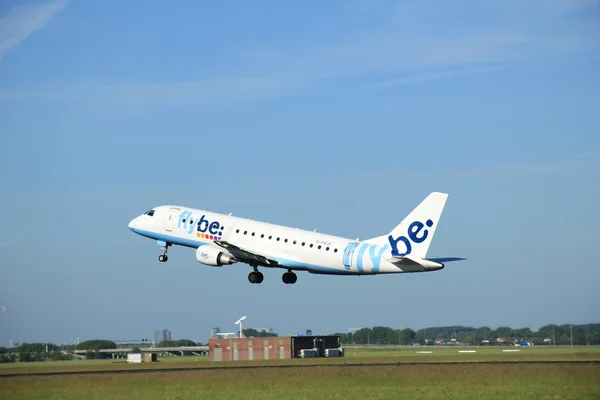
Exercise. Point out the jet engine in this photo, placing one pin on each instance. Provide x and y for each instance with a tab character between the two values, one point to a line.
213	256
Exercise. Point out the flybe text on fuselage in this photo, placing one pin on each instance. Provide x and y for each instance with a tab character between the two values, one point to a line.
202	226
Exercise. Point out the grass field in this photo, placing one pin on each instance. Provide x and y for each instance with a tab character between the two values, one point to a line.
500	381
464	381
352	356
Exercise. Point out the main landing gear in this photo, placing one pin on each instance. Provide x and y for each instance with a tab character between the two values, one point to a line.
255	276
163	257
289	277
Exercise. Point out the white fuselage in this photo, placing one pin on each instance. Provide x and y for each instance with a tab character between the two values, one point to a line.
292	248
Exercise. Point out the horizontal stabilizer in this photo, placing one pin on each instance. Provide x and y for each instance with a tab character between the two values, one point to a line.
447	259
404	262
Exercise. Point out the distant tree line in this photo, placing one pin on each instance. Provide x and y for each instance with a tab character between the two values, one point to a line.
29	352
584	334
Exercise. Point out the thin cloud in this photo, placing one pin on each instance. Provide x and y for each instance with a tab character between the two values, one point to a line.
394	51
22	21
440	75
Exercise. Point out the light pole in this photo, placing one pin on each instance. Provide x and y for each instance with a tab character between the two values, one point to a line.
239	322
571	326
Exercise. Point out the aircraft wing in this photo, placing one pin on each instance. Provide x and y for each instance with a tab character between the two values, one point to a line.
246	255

· · · · · · ·

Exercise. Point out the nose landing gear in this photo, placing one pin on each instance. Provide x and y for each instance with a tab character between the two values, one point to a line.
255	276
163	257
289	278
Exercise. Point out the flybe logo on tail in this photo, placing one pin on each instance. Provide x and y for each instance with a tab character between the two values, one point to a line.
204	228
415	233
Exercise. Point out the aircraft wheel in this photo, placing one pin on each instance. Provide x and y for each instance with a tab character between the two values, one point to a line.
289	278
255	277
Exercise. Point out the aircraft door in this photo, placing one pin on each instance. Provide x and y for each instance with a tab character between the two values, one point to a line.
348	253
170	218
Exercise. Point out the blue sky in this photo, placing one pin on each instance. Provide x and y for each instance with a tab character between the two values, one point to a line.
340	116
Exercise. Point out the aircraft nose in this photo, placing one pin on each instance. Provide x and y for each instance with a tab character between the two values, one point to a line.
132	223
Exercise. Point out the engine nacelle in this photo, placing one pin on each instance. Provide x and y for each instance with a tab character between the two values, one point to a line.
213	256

· · · · · · ·

= DIRECTIONS =
Return every line of the items above that contains the word "flybe", and treat uppercase and lowercase as different.

= THE OUTPUT =
Exercise. Point out the flybe text on fuselage in this photo, placing one pin on each instance. Provide x and y for each instance with a tab character between the two values, one point to a line.
Exercise. Point out the flybe logo on tail in this photo, placing one pin on each instance. Provide x and y for each instance with a tab character between the two values, one point to a line.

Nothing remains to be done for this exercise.